▶ **SOURCE EXCERPT**:
start
The Chief Rabbinate of Israel (, Ha-Rabbanut Ha-Rashit Li-Yisra'el) is recognized by law as the supreme rabbinic authority for Judaism in Israel. The Chief Rabbinate Council assists the two Chief Rabbis, who alternate in its presidency. It has legal and administrative authority to organize religious arrangements for Israel's Jews. It also responds to halakhic questions submitted by Jewish public bodies in the Diaspora. The Council sets, guides, and supervises agencies within its authority.

The Chief Rabbinate of Israel consists of two Chief Rabbis: an Ashkenazi rabbi, and a Sephardi rabbi; the latter also is known as the Rishon leZion. The Chief Rabbis are elected for 10-year terms. The present Sephardi Chief Rabbi is Yitzhak Yosef, and the Ashkenazi Chief Rabbi is David Lau, both of whom began their terms in 2013.

The Rabbinate has jurisdiction over many aspects of Jewish life in Israel. Its jurisdiction includes personal status issues, such as Jewish marriages and Jewish divorce, as well as Jewish burials, conversion to Judaism, kosher laws and kosher certification, Jewish immigrants to Israel (olim), supervision of Jewish holy sites, working with various ritual baths (mikvaot) and yeshivas, and overseeing Rabbinical courts in Israel.
end
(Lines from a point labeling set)
start
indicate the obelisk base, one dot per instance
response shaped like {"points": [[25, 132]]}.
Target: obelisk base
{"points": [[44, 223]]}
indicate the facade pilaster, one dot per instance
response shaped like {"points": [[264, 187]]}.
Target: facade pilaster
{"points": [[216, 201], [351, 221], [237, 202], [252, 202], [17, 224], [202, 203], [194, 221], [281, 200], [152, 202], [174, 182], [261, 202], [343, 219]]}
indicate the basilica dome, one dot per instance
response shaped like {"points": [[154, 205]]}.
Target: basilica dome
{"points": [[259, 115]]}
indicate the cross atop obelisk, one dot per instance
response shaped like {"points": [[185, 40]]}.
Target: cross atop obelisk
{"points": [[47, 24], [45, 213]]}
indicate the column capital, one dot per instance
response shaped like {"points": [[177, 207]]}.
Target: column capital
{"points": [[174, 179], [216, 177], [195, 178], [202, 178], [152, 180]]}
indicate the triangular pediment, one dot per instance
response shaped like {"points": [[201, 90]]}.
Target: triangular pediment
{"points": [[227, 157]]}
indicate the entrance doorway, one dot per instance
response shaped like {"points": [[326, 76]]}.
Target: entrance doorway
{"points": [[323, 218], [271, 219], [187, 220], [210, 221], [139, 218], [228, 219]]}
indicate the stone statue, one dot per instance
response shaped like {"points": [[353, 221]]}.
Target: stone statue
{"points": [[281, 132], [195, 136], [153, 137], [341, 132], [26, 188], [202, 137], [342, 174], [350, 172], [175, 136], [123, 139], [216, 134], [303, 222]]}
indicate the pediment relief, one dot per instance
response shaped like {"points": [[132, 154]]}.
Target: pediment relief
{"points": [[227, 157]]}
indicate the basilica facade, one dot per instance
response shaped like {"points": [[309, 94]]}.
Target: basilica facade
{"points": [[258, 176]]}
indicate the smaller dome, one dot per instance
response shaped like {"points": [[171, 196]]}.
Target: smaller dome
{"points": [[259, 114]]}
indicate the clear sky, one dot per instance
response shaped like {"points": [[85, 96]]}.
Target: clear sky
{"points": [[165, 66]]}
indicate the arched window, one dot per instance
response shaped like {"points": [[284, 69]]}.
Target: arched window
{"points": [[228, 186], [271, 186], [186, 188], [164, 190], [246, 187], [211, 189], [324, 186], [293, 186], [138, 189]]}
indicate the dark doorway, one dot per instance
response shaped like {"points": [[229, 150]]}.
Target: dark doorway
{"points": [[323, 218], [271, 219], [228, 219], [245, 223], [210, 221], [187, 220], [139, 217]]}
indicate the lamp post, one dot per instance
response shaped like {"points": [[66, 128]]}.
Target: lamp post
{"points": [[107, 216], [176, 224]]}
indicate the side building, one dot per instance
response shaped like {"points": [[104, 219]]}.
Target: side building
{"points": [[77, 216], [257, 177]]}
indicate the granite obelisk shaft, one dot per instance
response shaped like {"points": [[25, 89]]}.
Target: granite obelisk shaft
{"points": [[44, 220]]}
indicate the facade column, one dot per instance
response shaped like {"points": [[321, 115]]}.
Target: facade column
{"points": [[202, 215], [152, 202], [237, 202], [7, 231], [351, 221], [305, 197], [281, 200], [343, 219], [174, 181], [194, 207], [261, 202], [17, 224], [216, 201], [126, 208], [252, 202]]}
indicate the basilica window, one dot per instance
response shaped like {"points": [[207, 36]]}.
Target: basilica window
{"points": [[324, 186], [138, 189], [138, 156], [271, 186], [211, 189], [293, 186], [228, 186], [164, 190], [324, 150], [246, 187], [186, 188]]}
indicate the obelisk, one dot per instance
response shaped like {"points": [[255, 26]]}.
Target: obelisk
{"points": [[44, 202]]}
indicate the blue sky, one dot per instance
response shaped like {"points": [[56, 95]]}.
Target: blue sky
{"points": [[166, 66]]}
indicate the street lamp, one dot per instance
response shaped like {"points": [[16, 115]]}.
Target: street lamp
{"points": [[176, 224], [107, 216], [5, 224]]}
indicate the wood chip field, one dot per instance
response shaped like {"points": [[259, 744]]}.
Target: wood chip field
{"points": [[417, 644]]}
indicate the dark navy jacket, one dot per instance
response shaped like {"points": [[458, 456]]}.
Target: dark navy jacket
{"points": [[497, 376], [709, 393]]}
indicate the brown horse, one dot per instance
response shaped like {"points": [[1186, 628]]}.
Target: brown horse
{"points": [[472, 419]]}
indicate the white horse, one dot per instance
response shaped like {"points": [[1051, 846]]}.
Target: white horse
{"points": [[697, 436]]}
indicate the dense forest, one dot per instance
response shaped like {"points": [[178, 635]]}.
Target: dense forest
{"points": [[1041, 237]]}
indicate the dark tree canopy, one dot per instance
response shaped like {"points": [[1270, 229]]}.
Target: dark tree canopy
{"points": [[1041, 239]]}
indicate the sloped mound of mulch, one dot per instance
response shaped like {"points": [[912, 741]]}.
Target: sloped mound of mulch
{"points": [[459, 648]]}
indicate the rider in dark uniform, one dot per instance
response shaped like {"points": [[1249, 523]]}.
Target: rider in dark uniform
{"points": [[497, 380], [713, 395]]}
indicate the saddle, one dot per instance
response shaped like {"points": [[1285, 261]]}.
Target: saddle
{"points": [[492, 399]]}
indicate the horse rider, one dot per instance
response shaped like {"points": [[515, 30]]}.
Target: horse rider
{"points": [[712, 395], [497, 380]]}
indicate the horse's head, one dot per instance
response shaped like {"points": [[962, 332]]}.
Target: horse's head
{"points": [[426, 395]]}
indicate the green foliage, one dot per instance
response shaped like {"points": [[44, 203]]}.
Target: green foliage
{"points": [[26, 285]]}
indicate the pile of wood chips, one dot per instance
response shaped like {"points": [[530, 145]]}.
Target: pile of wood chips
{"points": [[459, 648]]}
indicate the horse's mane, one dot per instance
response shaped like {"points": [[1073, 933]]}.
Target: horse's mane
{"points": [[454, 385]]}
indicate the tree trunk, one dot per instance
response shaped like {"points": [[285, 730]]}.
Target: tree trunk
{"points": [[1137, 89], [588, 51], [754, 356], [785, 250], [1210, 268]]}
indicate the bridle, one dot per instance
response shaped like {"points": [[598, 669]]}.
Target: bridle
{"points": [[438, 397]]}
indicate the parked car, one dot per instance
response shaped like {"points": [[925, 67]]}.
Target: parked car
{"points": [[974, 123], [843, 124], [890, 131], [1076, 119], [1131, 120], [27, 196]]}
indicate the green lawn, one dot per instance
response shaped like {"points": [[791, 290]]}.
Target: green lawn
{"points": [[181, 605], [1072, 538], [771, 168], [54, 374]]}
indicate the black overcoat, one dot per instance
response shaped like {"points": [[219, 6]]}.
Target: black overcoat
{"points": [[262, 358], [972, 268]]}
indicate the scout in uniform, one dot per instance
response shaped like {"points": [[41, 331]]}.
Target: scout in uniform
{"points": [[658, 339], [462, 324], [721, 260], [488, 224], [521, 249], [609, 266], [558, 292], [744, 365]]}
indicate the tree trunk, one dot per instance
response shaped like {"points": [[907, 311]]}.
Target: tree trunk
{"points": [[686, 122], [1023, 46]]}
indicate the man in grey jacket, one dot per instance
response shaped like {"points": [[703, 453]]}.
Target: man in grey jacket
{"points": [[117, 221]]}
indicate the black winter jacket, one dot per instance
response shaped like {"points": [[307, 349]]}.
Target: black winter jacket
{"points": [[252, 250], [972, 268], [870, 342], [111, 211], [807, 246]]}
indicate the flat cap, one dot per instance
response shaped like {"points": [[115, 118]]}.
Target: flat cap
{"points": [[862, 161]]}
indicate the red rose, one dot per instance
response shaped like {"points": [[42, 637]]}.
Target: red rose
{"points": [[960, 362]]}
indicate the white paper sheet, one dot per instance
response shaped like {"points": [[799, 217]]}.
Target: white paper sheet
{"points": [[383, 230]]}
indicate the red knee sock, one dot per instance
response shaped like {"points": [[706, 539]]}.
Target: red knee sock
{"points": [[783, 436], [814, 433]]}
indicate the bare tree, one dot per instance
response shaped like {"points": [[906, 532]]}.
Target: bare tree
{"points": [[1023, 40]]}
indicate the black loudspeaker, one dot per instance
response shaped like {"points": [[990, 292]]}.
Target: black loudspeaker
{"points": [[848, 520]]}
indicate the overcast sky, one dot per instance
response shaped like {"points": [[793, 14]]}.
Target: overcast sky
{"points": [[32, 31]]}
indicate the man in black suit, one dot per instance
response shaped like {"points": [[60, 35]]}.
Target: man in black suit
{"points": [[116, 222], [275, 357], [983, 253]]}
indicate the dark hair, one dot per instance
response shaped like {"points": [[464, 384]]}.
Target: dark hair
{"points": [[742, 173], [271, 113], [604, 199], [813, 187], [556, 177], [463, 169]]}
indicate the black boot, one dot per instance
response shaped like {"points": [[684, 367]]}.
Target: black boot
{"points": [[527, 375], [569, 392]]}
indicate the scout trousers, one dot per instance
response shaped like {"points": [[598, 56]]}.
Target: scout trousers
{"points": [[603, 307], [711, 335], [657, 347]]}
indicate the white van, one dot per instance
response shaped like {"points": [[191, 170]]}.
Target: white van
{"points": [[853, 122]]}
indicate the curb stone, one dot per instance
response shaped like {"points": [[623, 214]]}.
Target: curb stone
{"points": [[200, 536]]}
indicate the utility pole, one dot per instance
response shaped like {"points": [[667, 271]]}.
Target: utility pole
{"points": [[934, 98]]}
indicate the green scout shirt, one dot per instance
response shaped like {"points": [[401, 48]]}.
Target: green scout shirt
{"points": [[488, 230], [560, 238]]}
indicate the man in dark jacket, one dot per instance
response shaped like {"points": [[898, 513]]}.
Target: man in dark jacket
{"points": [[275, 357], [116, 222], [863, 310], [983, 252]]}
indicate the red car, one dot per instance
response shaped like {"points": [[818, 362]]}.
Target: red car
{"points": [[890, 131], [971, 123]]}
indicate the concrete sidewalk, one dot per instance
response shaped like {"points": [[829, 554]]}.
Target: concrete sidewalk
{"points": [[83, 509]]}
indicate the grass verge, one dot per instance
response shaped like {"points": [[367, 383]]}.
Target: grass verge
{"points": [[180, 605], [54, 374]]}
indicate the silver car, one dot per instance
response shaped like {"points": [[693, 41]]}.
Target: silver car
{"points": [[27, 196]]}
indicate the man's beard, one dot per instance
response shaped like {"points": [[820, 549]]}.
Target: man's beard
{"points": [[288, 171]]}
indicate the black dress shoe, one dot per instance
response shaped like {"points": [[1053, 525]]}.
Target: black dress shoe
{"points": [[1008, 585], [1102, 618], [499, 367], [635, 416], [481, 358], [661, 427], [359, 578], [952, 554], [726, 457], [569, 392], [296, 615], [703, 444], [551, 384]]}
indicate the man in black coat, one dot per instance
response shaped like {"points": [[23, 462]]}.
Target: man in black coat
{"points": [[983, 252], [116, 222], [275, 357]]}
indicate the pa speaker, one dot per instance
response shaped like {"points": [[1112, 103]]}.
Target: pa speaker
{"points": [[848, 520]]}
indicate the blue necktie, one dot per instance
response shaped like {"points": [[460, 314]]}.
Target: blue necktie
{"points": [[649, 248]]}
end
▶ **OBJECTIVE**: In the passage on the Chief Rabbinate of Israel above, list the actions that the Council is said to perform regarding agencies within its authority.

▶ **PROBLEM SOLUTION**:
- Sets
- Guides
- Supervises